About this task: Word for word, give the entries back.

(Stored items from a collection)

***

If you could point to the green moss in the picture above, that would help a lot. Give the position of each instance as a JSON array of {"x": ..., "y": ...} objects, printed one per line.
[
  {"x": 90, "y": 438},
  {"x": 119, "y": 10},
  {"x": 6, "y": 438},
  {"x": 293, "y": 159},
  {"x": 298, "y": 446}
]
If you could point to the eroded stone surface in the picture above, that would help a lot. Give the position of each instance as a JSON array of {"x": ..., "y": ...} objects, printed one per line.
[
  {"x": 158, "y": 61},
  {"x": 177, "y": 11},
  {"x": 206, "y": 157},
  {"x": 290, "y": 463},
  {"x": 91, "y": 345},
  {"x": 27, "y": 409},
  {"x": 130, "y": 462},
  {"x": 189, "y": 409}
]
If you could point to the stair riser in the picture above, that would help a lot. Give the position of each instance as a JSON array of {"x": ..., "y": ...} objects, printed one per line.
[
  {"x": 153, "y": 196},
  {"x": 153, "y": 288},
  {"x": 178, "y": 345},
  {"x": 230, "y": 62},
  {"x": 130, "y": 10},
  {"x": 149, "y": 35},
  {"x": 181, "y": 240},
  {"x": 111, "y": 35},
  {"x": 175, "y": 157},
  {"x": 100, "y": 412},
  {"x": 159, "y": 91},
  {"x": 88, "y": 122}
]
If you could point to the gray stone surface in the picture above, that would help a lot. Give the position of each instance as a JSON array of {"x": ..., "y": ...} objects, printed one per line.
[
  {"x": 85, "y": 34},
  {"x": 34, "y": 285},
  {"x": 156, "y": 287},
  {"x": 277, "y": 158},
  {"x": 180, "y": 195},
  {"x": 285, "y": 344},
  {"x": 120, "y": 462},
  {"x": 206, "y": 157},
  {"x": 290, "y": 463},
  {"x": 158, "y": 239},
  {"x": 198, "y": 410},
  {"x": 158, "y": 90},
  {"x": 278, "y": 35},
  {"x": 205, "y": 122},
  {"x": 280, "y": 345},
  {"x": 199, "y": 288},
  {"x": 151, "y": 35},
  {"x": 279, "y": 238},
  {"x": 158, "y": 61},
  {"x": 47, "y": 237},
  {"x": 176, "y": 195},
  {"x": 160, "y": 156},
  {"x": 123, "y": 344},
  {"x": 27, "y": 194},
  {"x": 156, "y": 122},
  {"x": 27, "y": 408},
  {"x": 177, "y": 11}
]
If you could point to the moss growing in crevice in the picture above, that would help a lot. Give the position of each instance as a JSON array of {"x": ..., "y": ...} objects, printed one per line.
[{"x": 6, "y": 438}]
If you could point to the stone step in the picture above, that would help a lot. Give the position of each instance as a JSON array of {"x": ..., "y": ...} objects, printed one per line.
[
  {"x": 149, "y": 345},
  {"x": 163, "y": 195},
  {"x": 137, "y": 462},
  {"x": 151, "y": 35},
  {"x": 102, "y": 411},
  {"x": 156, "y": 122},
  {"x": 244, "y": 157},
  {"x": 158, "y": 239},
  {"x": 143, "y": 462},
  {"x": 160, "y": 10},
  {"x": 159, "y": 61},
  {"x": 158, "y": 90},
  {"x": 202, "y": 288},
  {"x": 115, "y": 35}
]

***

Exercise output:
If you could point to the green moss in the picture above, that would help a lot. Give the position of each instance as a JSON array of {"x": ..., "y": ...} objects, printed one per line.
[
  {"x": 90, "y": 438},
  {"x": 119, "y": 10},
  {"x": 6, "y": 438},
  {"x": 293, "y": 159},
  {"x": 298, "y": 446}
]
If you could point to the eroded stone surface in the picture above, that would help a lot. Give the position of each instance as a JSON array of {"x": ..., "y": ...} objects, printed one per line.
[
  {"x": 158, "y": 61},
  {"x": 177, "y": 11},
  {"x": 206, "y": 157},
  {"x": 290, "y": 463},
  {"x": 91, "y": 345},
  {"x": 27, "y": 409},
  {"x": 130, "y": 462},
  {"x": 189, "y": 409}
]
If you could point to the stair riser in the picture above, that would help a lot. Give the position of each instance as a JSON array of {"x": ..., "y": ...} objects, printed one per line.
[
  {"x": 153, "y": 196},
  {"x": 153, "y": 288},
  {"x": 178, "y": 345},
  {"x": 230, "y": 62},
  {"x": 130, "y": 10},
  {"x": 149, "y": 35},
  {"x": 181, "y": 240},
  {"x": 111, "y": 35},
  {"x": 175, "y": 157},
  {"x": 100, "y": 412},
  {"x": 159, "y": 91},
  {"x": 88, "y": 122}
]
If you could point to the gray stone surface in the picture above, that would help a lot. Give the position of each instance as a JSON array of {"x": ..., "y": ...} objects, printed one per line.
[
  {"x": 85, "y": 34},
  {"x": 34, "y": 285},
  {"x": 156, "y": 287},
  {"x": 277, "y": 158},
  {"x": 180, "y": 195},
  {"x": 285, "y": 344},
  {"x": 120, "y": 462},
  {"x": 206, "y": 157},
  {"x": 290, "y": 463},
  {"x": 158, "y": 239},
  {"x": 198, "y": 410},
  {"x": 158, "y": 90},
  {"x": 278, "y": 35},
  {"x": 205, "y": 122},
  {"x": 280, "y": 345},
  {"x": 199, "y": 288},
  {"x": 151, "y": 35},
  {"x": 279, "y": 238},
  {"x": 158, "y": 61},
  {"x": 47, "y": 237},
  {"x": 176, "y": 195},
  {"x": 160, "y": 156},
  {"x": 123, "y": 344},
  {"x": 27, "y": 194},
  {"x": 156, "y": 122},
  {"x": 27, "y": 408},
  {"x": 177, "y": 11}
]
If you could point to the moss growing in crevice in the picture above, that would help a lot. Give the position of each instance as a JSON array of {"x": ..., "y": ...} objects, printed one per line.
[{"x": 6, "y": 438}]
If you could point to the stone step in the picture above, that would help a lot. Give the position of each instance as a JSON array of {"x": ..., "y": ...} objects, printed one per line.
[
  {"x": 149, "y": 345},
  {"x": 163, "y": 195},
  {"x": 137, "y": 462},
  {"x": 151, "y": 35},
  {"x": 102, "y": 411},
  {"x": 156, "y": 122},
  {"x": 244, "y": 157},
  {"x": 158, "y": 239},
  {"x": 143, "y": 462},
  {"x": 160, "y": 10},
  {"x": 159, "y": 61},
  {"x": 158, "y": 90},
  {"x": 202, "y": 288},
  {"x": 115, "y": 35}
]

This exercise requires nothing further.